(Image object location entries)
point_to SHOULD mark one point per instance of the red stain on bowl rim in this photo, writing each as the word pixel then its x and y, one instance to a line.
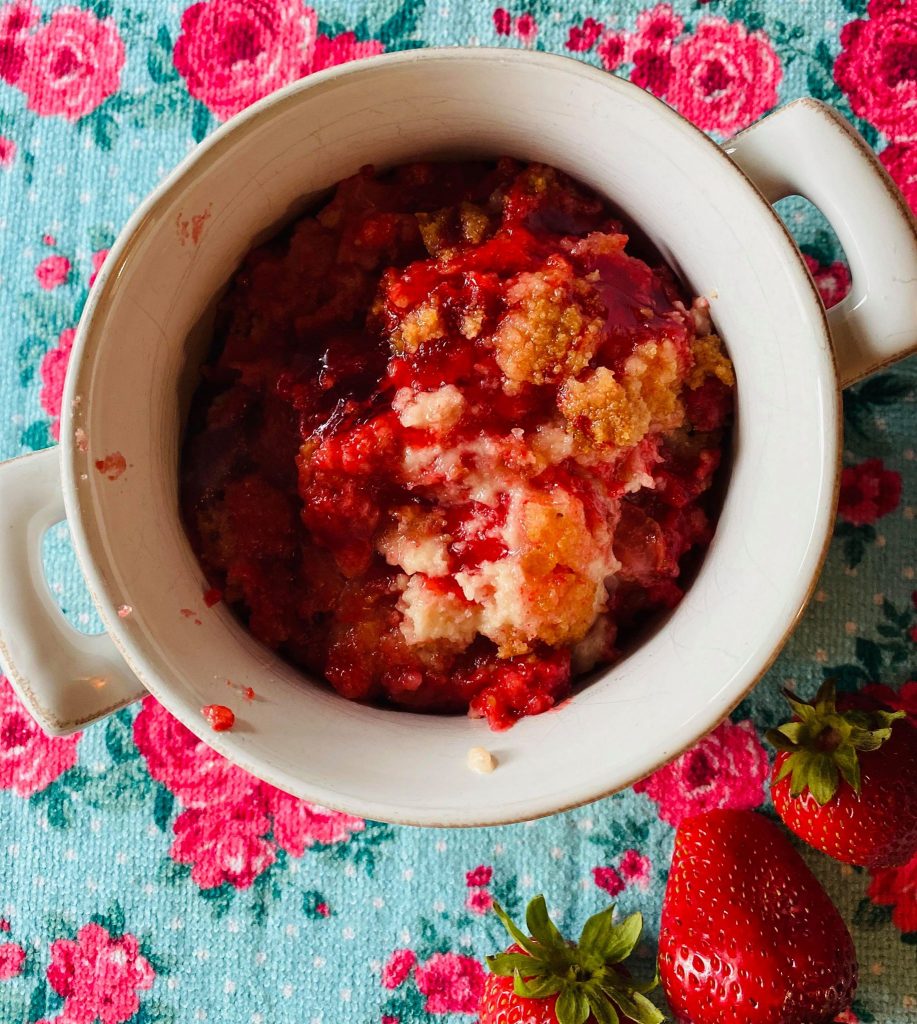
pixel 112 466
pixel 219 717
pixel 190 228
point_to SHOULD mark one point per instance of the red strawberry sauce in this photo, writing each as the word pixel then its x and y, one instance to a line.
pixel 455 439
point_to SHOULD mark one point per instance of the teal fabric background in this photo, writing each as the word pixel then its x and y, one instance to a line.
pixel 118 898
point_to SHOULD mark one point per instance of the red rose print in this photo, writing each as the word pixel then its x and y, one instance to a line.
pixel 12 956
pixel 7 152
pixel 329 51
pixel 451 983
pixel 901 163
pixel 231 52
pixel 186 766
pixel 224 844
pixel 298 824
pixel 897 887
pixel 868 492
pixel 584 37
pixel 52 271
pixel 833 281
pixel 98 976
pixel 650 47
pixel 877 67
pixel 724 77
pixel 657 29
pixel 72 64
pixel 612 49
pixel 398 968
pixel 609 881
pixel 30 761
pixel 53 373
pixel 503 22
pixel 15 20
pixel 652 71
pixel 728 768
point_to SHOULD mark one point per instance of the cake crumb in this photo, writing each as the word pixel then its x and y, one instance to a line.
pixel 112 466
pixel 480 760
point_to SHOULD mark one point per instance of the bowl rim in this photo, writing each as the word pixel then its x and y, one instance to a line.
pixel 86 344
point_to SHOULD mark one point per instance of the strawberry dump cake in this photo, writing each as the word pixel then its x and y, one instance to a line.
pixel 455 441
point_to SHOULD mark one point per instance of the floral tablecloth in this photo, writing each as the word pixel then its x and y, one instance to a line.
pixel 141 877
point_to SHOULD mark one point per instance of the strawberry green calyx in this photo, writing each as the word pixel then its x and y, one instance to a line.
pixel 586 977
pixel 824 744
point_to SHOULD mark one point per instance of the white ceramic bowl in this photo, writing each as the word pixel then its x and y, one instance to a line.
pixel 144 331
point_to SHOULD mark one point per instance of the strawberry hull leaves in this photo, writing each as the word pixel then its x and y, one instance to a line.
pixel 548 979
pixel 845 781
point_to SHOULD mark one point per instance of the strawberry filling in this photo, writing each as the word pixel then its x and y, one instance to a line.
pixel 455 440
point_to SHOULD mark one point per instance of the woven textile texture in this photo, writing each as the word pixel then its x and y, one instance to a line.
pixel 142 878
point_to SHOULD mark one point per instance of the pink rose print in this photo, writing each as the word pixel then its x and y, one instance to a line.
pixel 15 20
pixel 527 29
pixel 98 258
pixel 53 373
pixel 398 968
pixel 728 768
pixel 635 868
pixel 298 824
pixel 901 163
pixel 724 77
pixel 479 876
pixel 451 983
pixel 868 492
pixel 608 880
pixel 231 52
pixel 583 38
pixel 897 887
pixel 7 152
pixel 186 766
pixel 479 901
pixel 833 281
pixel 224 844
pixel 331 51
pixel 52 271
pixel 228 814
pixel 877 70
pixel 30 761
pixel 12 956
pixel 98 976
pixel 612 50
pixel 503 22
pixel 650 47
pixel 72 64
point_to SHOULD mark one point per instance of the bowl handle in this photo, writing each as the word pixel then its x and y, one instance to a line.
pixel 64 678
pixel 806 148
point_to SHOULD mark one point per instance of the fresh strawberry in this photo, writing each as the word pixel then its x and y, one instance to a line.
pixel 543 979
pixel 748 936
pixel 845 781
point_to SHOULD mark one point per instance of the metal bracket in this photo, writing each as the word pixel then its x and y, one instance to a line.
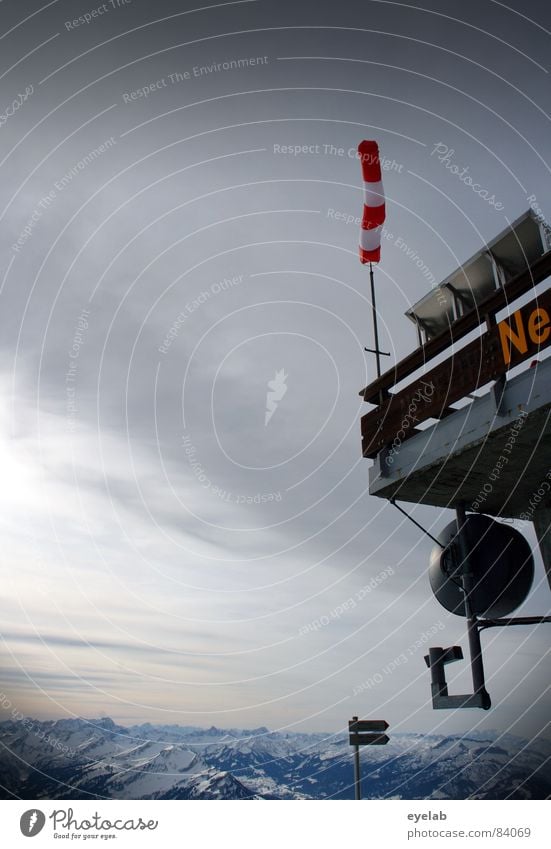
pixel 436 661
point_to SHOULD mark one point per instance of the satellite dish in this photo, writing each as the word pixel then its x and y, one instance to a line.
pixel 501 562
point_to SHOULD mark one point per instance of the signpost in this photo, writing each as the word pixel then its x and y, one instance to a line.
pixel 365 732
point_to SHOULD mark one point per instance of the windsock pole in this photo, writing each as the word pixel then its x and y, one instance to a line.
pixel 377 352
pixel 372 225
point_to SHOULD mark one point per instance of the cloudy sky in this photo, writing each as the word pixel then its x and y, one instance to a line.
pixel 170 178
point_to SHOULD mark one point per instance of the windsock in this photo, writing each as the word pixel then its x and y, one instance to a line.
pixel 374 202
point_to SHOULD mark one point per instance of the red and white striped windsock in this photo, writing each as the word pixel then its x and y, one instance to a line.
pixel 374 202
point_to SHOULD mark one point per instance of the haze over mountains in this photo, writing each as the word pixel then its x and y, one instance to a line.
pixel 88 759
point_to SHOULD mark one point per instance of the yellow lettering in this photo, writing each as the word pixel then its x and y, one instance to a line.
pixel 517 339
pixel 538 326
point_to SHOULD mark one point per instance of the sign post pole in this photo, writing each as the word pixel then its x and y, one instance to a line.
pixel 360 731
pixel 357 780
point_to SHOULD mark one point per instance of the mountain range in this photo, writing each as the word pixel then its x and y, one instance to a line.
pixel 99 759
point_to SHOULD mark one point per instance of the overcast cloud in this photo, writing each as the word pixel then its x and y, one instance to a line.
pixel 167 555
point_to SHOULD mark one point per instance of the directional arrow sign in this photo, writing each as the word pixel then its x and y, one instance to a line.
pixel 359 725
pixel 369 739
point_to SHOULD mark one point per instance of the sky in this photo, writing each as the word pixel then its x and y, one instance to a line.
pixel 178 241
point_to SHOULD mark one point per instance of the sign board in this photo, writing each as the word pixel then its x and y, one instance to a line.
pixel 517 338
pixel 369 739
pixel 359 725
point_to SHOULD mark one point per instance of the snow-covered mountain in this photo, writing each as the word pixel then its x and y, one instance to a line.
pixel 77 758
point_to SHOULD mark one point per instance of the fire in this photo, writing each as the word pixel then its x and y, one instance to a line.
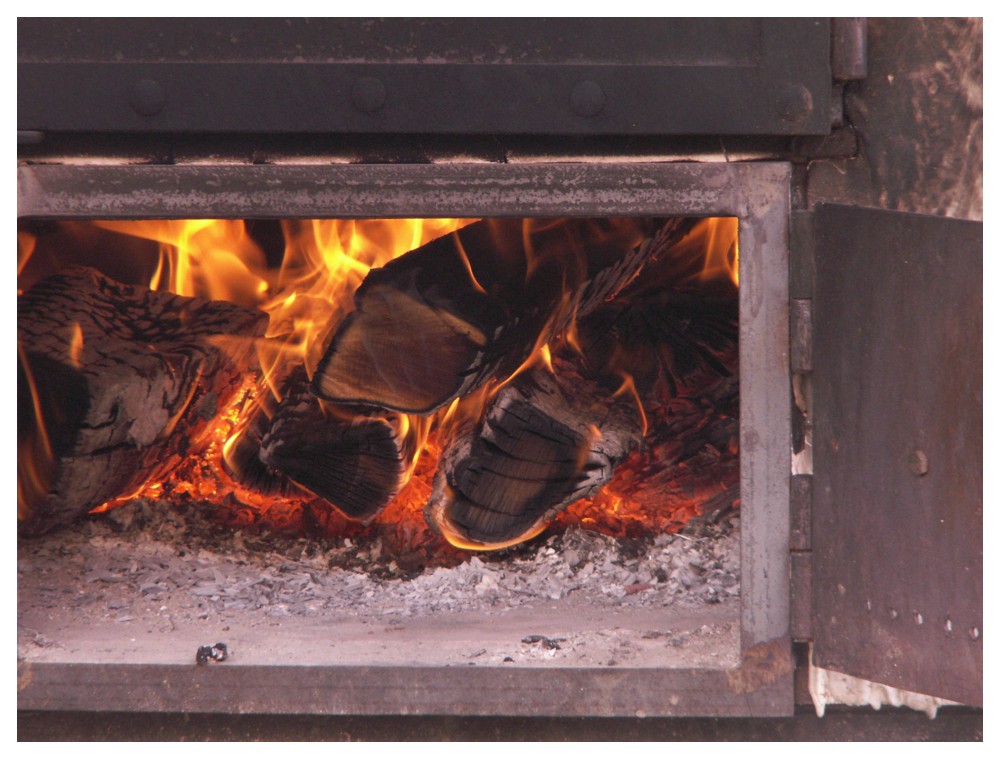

> **EXERCISE DETAILS**:
Repeat the records above exactly, leaving out any pictures they contain.

> **EXERCISE OUTPUT**:
point_to SHOULD mark one point per instance of the red stain on bowl rim in this photo, writing each as the word pixel then its x and y, one instance to a line.
pixel 112 466
pixel 219 717
pixel 190 228
point_to SHOULD mark one point per instance of the red strawberry sauce in this photo, writing each as the word pixel then its x and y, one instance to a line.
pixel 455 439
point_to SHOULD mark one point per instance of the teal fabric background in this photo, writing each as the word pixel then its x and y, one instance to a line.
pixel 118 898
point_to SHOULD mark one point per instance of the red rose print in this photo, writing each as the word pixel then its x and y, one instance to a line.
pixel 12 956
pixel 7 152
pixel 329 51
pixel 451 983
pixel 901 163
pixel 231 52
pixel 186 766
pixel 224 844
pixel 298 824
pixel 897 887
pixel 868 492
pixel 584 37
pixel 52 271
pixel 833 281
pixel 98 976
pixel 650 47
pixel 877 67
pixel 724 77
pixel 657 29
pixel 72 64
pixel 612 49
pixel 398 968
pixel 609 881
pixel 30 761
pixel 53 373
pixel 503 22
pixel 15 20
pixel 652 71
pixel 728 768
point_to SHOULD mark one point per instance of the cake crumb in this photo, writing each as the word pixel then its x and y, one instance to a line.
pixel 112 466
pixel 480 760
point_to SHOULD mark one point per instance of the bowl rim in this photo, writing each as the word pixel then its x and y, one instance to a line.
pixel 86 344
point_to SHOULD mark one point per instance of the strawberry dump cake in this photo, writing each as the word pixel then its x and y, one instance to a line.
pixel 455 441
point_to SHOULD mark one point per instance of the floral tablecloth in this photo, writing each as the word pixel then its x and y, one instance to a line.
pixel 141 877
point_to SHOULD mark one point per instance of the strawberry green calyx in this photo, writing each as the word pixel then its x and y, one instance to a line.
pixel 586 977
pixel 824 744
point_to SHOULD mark one point per instance of the white ceramic bowl in this photo, writing each as the word pixel then its x and y, one instance to a line.
pixel 144 331
point_to SHOULD mark one point per instance of the strawberry hull leaves in this photo, writing each as the word pixel then its x and y, one instance to a line.
pixel 548 979
pixel 845 781
point_to SHOULD mark one point per instance of the strawberry filling in this photo, writing each as the word pixel then its x and y, one instance to a line.
pixel 455 440
point_to SHOULD mark one point per instance of the woven textile texture in this photo, writing each as the word pixel then its x and y, one instance to a line.
pixel 142 878
point_to SHOULD mark one point per instance of the pink rose print in this photo, writing each as the word pixel then its x and y, one instance to a line.
pixel 15 20
pixel 527 29
pixel 98 258
pixel 53 373
pixel 398 968
pixel 728 768
pixel 635 868
pixel 298 824
pixel 901 163
pixel 724 77
pixel 479 876
pixel 451 983
pixel 868 492
pixel 608 880
pixel 231 52
pixel 583 38
pixel 897 887
pixel 7 152
pixel 186 766
pixel 479 901
pixel 833 281
pixel 224 844
pixel 331 51
pixel 52 271
pixel 228 814
pixel 877 70
pixel 30 761
pixel 12 956
pixel 98 976
pixel 612 50
pixel 503 22
pixel 650 47
pixel 72 64
point_to SHOULD mark one point per instance of the bowl handle in this photo, writing each as the word pixel then its x and y, one instance to a line.
pixel 64 678
pixel 806 148
point_to SHOULD mark one point per instance of the fresh strawberry in this photo, writing each as the word pixel then its x and y, one instance to a line.
pixel 543 979
pixel 748 936
pixel 845 781
point_to SHOULD mark one point per instance of the metal bracket in this photo, writing each as the word pixel then its x and y, one instance to a line.
pixel 436 661
point_to SHOULD mark one point per instance of the satellite dish in this photo, writing each as the word pixel then its x and y, one instance to a line.
pixel 501 562
point_to SHOULD mark one point per instance of the signpost in this photo, writing each as the word pixel then its x and y, one instance to a line.
pixel 365 732
point_to SHOULD mark one point per instance of the windsock pole in this photo, writing each as the word pixel then its x and y, one instance to a line.
pixel 377 352
pixel 372 225
point_to SHOULD mark one point per instance of the cloudy sky in this photo, writing each as the word pixel then its x and y, one instance to a line.
pixel 170 178
point_to SHOULD mark one point per instance of the windsock in this photo, writing each as the word pixel then its x and y, one instance to a line.
pixel 374 202
point_to SHOULD mark one point per instance of the red and white striped windsock in this photo, writing each as the word pixel then its x and y, one instance to a line.
pixel 374 202
point_to SHOULD mark one point per instance of the haze over mountains in this photo, writing each as the word pixel then its x and y, one instance to a line.
pixel 88 759
point_to SHOULD mark one point per instance of the yellow lettering in this photo, writing each as the word pixel then its x and y, one instance to a line.
pixel 517 339
pixel 538 326
point_to SHOULD mark one point per instance of the sign post pole in this photo, writing each as the word pixel then its x and y, one instance to a line.
pixel 360 731
pixel 357 780
point_to SHOULD mark one point per instance of the mountain range in this photo, writing each as the word pixel then its x and y, one instance to a line.
pixel 99 759
point_to SHOULD mark one point per instance of the overcast cloud in this photo, writing each as the word pixel then its x and y, one instance to a line.
pixel 167 555
point_to SHOULD mark one point per instance of the directional arrow sign in this photo, writing each as the word pixel then its x and y, one instance to a line.
pixel 359 725
pixel 369 739
point_to SHOULD mark one point per instance of the sky in this photo, writing each as the word pixel then its x and y, one instance to a line.
pixel 178 241
point_to SHOULD mark one point per instance of the sign board in this photo, writing each as the word pixel then its x and y, one instance to a line.
pixel 517 338
pixel 369 739
pixel 359 725
point_to SHOULD mark one point per instance of the snow-covered mountain in this photo, writing each as the word pixel then its x and y, one instance to a line.
pixel 77 758
point_to SHOULD mark one point per instance of the fire in this photo, writing each as the word pixel then its x and y, one instance to a line.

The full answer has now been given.